__Image-grounded pointing data__:
= Beginning of Section =

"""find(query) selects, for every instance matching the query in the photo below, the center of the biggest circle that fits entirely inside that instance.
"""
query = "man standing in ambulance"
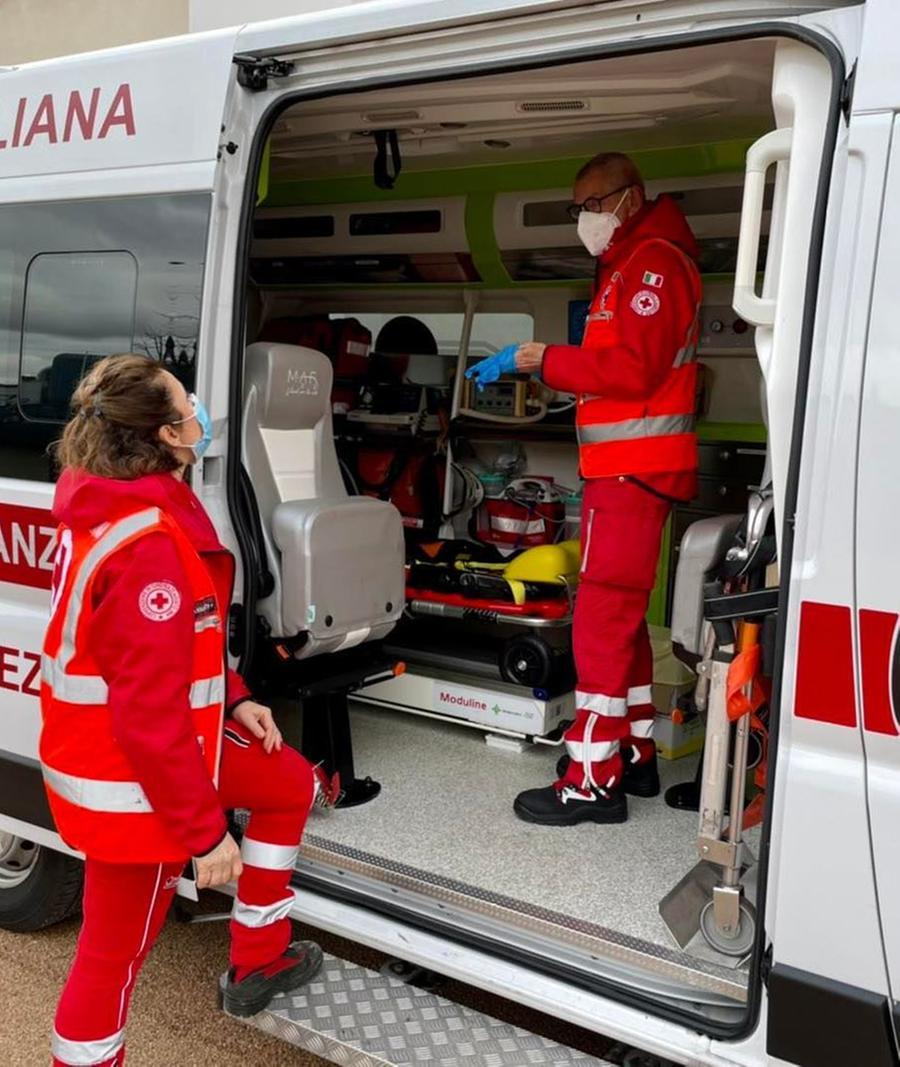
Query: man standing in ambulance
(634, 375)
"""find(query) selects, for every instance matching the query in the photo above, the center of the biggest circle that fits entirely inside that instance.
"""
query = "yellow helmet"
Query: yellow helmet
(550, 563)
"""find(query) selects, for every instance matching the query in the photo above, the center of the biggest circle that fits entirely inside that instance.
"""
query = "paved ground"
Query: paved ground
(175, 1021)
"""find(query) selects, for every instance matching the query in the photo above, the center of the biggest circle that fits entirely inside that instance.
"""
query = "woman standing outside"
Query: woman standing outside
(147, 736)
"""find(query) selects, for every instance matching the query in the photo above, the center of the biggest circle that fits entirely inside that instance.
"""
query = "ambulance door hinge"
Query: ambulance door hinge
(254, 72)
(847, 93)
(766, 966)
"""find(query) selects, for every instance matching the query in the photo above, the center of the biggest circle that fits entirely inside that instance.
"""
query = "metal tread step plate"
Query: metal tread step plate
(359, 1018)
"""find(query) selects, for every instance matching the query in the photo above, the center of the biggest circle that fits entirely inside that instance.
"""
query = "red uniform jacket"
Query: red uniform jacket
(636, 365)
(146, 663)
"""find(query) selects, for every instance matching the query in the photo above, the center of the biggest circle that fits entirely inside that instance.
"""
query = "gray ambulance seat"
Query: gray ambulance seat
(337, 560)
(703, 551)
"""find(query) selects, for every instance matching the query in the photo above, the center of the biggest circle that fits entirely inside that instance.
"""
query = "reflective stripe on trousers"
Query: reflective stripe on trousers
(599, 702)
(634, 429)
(269, 857)
(97, 795)
(255, 916)
(640, 695)
(85, 1053)
(595, 751)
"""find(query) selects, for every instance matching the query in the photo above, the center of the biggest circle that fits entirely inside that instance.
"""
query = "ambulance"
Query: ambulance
(252, 207)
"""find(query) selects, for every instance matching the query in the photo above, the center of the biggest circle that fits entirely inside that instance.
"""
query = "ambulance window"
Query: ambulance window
(80, 280)
(490, 332)
(79, 306)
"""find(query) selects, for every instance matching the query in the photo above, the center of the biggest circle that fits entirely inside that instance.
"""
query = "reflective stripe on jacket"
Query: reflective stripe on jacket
(619, 436)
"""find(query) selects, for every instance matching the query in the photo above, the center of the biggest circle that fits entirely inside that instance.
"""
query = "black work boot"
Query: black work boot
(563, 805)
(641, 779)
(638, 779)
(299, 965)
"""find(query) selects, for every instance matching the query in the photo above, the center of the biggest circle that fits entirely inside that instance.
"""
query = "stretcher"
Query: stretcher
(487, 640)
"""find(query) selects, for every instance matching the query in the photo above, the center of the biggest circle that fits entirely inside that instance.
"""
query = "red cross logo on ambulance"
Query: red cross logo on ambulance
(645, 302)
(159, 601)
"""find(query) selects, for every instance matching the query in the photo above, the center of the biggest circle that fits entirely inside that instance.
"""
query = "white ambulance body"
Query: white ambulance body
(129, 182)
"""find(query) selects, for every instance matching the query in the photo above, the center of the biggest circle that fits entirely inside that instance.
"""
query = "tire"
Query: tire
(38, 887)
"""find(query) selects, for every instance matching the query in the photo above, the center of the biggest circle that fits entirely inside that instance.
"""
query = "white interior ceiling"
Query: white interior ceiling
(682, 97)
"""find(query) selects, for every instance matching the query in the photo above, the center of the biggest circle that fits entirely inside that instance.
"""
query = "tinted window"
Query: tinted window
(81, 301)
(79, 281)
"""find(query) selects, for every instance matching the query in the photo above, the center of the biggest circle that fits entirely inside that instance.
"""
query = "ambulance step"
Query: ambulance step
(359, 1018)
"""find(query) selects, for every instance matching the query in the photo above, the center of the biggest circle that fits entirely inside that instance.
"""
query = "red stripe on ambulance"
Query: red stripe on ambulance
(27, 541)
(877, 631)
(825, 689)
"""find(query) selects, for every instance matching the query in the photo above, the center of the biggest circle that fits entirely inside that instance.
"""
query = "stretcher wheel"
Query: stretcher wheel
(739, 945)
(526, 661)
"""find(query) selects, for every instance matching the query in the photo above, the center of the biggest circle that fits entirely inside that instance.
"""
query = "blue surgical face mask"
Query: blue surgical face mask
(205, 424)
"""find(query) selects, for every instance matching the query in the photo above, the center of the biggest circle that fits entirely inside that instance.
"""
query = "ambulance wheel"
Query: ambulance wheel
(38, 887)
(739, 945)
(526, 661)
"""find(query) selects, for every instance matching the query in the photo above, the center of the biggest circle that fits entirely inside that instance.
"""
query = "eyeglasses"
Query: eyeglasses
(593, 203)
(193, 402)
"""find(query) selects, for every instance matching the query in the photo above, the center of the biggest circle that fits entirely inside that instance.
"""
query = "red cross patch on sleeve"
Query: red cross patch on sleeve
(159, 601)
(645, 302)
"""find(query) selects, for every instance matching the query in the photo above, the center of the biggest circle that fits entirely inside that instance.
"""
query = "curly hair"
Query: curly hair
(119, 408)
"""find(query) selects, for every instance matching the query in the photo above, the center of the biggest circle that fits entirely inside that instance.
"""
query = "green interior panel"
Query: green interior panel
(695, 160)
(656, 610)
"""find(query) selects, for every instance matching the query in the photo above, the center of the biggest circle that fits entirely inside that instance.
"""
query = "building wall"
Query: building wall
(41, 29)
(216, 14)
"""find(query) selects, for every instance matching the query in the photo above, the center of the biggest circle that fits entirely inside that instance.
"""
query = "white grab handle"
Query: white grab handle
(768, 150)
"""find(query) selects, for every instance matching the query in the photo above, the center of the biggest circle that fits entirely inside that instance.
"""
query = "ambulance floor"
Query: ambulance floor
(446, 809)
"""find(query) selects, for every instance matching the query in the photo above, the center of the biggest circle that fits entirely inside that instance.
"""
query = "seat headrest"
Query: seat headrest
(293, 385)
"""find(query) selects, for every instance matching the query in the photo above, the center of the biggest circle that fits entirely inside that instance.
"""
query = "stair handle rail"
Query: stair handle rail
(772, 148)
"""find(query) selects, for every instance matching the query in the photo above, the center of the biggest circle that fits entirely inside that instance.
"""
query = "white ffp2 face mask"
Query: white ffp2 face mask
(596, 228)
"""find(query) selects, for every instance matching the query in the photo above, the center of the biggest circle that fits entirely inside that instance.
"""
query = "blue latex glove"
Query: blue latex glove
(490, 369)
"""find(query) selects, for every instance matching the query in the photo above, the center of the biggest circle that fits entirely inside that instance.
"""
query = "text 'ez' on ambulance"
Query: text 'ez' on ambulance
(253, 207)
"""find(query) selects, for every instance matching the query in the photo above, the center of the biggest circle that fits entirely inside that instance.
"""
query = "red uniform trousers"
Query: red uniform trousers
(621, 529)
(125, 904)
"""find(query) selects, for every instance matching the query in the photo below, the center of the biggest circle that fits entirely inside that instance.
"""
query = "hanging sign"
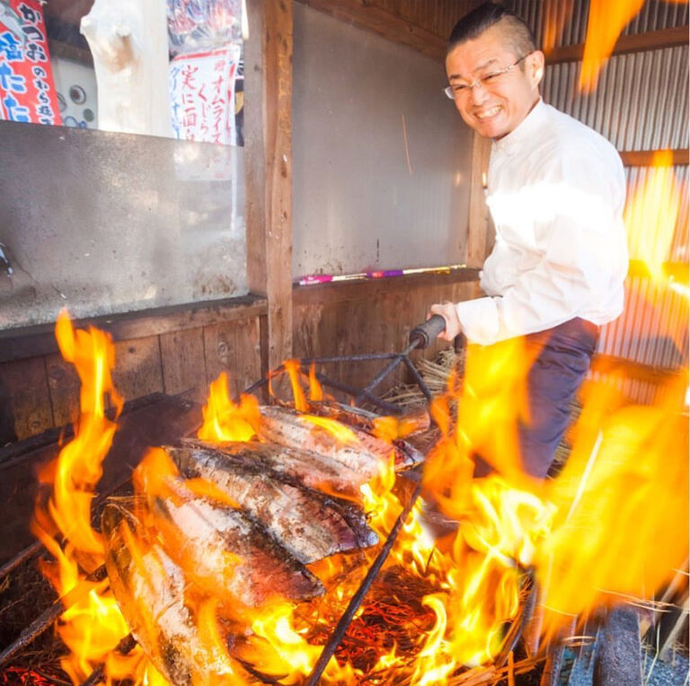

= End of Section =

__Task instructions__:
Print the data above exactly, minus pictures.

__Written solution__:
"""find(query) selects, for every instance matching the query in the photo below, the center of the biggest circle that fits entirely inside that instance.
"""
query = "man standing in ambulance"
Query: man standing in ambulance
(634, 375)
"""find(query) selects, for every instance matching the query in the photo above, the center of the biggest circle that fits entirely inside that instance.
"""
query = "yellow helmet"
Query: yellow helmet
(550, 563)
"""find(query) selects, for every instance matching the query in the photo above, the center of the biggest circle that fits entirely inside that instance.
"""
query = "paved ground"
Query: paved ground
(175, 1021)
"""find(query) selects, for every instance matching the query in the photo above, the center of the biggest circle that fits entirely inside that instance.
"""
query = "woman standing outside"
Query: woman standing outside
(147, 736)
"""find(query) selects, for every instance matching the query in the photo above, the center of the biggest circle that fits entirely inside that instance.
"""
query = "ambulance door hinge"
Query: ambulance door hinge
(254, 72)
(847, 93)
(766, 966)
"""find(query) selects, for every instance matching the query in the photo above, the center of the biggest circle that fits entirely inside that instance.
"""
query = "metal tread step plate"
Query: metal tread step plate
(359, 1018)
"""find(query) selects, for every instance matching the query in the photo above, the center of the biggest circle that fits entirely inside that instance.
"""
query = "red uniform jacket"
Query: red uniform jacket
(636, 365)
(146, 663)
"""find(query) selects, for every instance matching the query in the photo above, the center of the biggest circle that fits entirely inside that instance.
"""
query = "gray ambulance seat"
Query: gray ambulance seat
(337, 560)
(703, 551)
"""find(query) selects, for every instance matching the query in the photo above, the center of the biggest circle that fits entirely inside that instance.
"""
query = "reflective stripe on trousers"
Query: reflective stripe on trousers
(599, 702)
(634, 429)
(269, 857)
(97, 795)
(255, 916)
(640, 695)
(85, 1053)
(595, 751)
"""find(query) selects, for every instance matching the query in the photo above, the center of the biggest circle that fits entirely inside that instance.
"""
query = "ambulance"
Query: ambulance
(252, 207)
"""find(query) selects, for every instance matching the query in the photo above, the center of the biggest circle that fits entirely inside that instance.
"""
query = "ambulance window"
Query: ambulance window
(80, 280)
(490, 332)
(79, 306)
"""find(query) selects, for every instance matching the query in the photo above, the center of the biggest circle that fits entirely inside that instance.
"""
query = "reflective stripe on jacket"
Query: reflective stripe on jacket
(619, 436)
"""find(query) selects, for every instance matching the query in the photo above, the center of the biggest circle that fits entirely inside that instance.
"""
query = "black work boot"
Query: black work boot
(563, 805)
(641, 779)
(638, 779)
(299, 965)
"""find(query) selects, for every instance matching the query in the photo above, the center of the biggest circle that fits entirely inside that instance.
"""
query = "stretcher"
Query: stretcher
(487, 640)
"""find(query) selects, for every instance matching the query in the photo above, the center of the biggest circle that fits entirely inside that instance.
"""
query = "red cross logo on ambulance"
Query: red cross logo on ambulance
(645, 302)
(159, 601)
"""find(query) selects, for every instance matching the query in the photo above, the center of the biggest circle that fits entirely inside that instance.
"""
query = "white ambulance body"
Query: white ambulance body
(129, 182)
"""find(query) selects, for every instance matching the query in the photo above, the center of the biggest circle that fits entirely inside that instance.
"""
query = "tire"
Query: tire
(38, 887)
"""find(query) selects, for every instance matching the query in the photo above, the center of the biggest circle that fits entirely inside that instance.
"""
query = "white interior ceiling"
Query: white interior ceiling
(682, 97)
"""find(query) selects, for every instance matching the query in the photo above, the center of the biggest circle that fits entirely inside that instance.
"""
query = "tinted window"
Query: tinted window
(81, 301)
(79, 281)
"""find(query) selects, for every instance matching the query in the photo above, the center of the biggest circle that fits entirely inside that instance.
"""
query = "ambulance step"
Query: ambulance step
(359, 1018)
"""find(query) selects, for every instance matching the query in the photo above, the center of the biggest circle that fits entirely inside that instance.
"""
query = "red stripe on ambulance"
Query: red stripe on ambulance
(27, 541)
(877, 631)
(825, 689)
"""find(query) selects, for every instance matching the query in the photo above, the center of the biggest circle that fits entirely inside that instance.
"""
query = "stretcher wheel"
Query: stretcher wheel
(739, 945)
(526, 661)
"""find(query) selects, for every instance matching the query in the photo above, the center of the biggest circle that fits entirely inside that instance.
"""
query = "blue surgical face mask"
Query: blue surgical face mask
(205, 424)
"""find(query) selects, for every instance matching the query in the photo above, the center of the biggest circle that fits entirely inside that instance.
"""
query = "ambulance wheel"
Query: ambulance wheel
(38, 887)
(739, 945)
(526, 661)
"""find(query) selects, for every instance matching the query in the photo above, the center of the biggest circle that fits entirely inside that instance.
"""
query = "eyeglasses"
Query: eyeglasses
(593, 203)
(193, 402)
"""find(query) selects, for every instance matching the query in the photo above, the center of the biggest circle that fits entirely inside that instance.
"""
query = "red cross patch on sleeve"
Query: red cross patch on sleeve
(159, 601)
(645, 302)
"""find(query) selects, for every instance matching the query in the photo above, the center of the biggest circle that fits entirely inside that instance.
"""
query = "curly hair"
Query: curly hair
(119, 408)
"""find(query) selects, for every instance matching the query in the photo above, the center of the biggest circle that fits entirely inside that instance.
"""
query = "green interior panel"
Query: green interior panel
(695, 160)
(656, 610)
"""find(query) selects, for every instance matching the query in the photo above, the center of the biggest circle that fits entirely inside that instance.
"""
query = "building wall"
Query: building wall
(41, 29)
(216, 14)
"""find(query) selects, for every instance matching the query in the photo above, the center of the biggest circle that fits entirely inside that instance.
"""
query = "white grab handle"
Query: white grab handle
(768, 150)
"""find(query) selects, for every instance matching the query in the photo above, the center of the biggest circle that fits entirely inside that instance.
"""
query = "ambulance floor"
Query: ambulance floor
(446, 809)
"""find(query) selects, for every instance matching the query in the photo above, the center of the biggest circle that fits entirely inside that instance.
"""
query = "seat headrest"
Query: seat headrest
(293, 385)
"""find(query) selects, for every instance matching the query in the photo above, the center of the biggest circle that fits entirely inside that instance.
"""
query = "stair handle rail"
Query: stair handle rail
(772, 148)
"""find(query) selects, for every instance matching the query in the photo above, the center of the biggest circle that fits entirely inside that instance.
"""
query = "white ffp2 face mask"
Query: white ffp2 face mask
(596, 228)
"""find(query) selects, for every instance matching the query in the photo above, the center of the biggest circle that fits entirely inside that instance.
"""
query = "blue latex glove"
Query: blue latex glove
(490, 369)
"""find(query) selects, for every instance matching the query in the photo above, the center of the biggest circle that fits entirely inside that instance.
"""
query = "text 'ez' on ambulance"
Query: text 'ez' on ambulance
(253, 207)
"""find(query) selects, for every instance matching the query in the photo above, the center of the biggest circle that fits entirely inside that instance.
"""
query = "red uniform trousers"
Query: red uniform trousers
(621, 529)
(125, 904)
"""find(query) selects, for every instance matching the query in the photo below, the center of the biggest circle that fits entirely inside that instance.
"""
query = "hanging sign"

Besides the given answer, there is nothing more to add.